━━━━━ Rows ━━━━━
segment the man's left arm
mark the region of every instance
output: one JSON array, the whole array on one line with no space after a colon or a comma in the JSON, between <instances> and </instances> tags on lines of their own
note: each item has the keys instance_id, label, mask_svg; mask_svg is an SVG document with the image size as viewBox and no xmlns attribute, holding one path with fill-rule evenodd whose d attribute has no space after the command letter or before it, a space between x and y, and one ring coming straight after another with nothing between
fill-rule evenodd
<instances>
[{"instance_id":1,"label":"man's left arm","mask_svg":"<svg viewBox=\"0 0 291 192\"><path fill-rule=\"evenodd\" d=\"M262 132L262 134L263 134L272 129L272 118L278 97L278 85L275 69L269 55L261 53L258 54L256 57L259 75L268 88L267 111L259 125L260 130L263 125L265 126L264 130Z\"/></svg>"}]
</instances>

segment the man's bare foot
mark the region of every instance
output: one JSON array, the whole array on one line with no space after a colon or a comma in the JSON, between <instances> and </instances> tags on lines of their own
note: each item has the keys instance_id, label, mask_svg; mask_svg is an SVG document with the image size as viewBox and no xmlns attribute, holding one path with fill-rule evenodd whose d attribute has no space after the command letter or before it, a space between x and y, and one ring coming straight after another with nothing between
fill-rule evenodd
━━━━━
What you need to do
Lay out every line of the data above as a numbered list, leaving out the blank lines.

Task result
1. segment the man's left arm
2. mark the region of every instance
3. output: one JSON array, the whole array on one line with no space after a colon or a comma in the JSON, between <instances> and </instances> tags on lines of their own
4. note: each item has the keys instance_id, label, mask_svg; mask_svg is an SVG document with the image size as viewBox and no xmlns attribute, holding one path with fill-rule evenodd whose d attribute has no space after the command letter or before it, a space between x and y, and one ring coming straight after another with nothing between
5. fill-rule evenodd
6. <instances>
7. [{"instance_id":1,"label":"man's left arm","mask_svg":"<svg viewBox=\"0 0 291 192\"><path fill-rule=\"evenodd\" d=\"M262 132L262 134L263 134L272 129L272 118L278 97L278 85L275 69L269 55L261 53L258 54L256 57L259 75L268 88L267 111L259 125L260 130L263 125L265 126L264 130Z\"/></svg>"}]
8. </instances>
9. segment the man's bare foot
10. mark the region of every instance
11. output: one JSON array, the whole array on one line with no space after a colon or a comma in the JSON, between <instances> and </instances> tags on lines of their own
12. note: each item has the keys instance_id, label, mask_svg; mask_svg is an SVG document with the image size as viewBox and no xmlns attribute, holding one path with fill-rule evenodd whose d attribute has no space after the command letter or before it, a space between x and y, and one ring coming straight after another with nothing between
13. fill-rule evenodd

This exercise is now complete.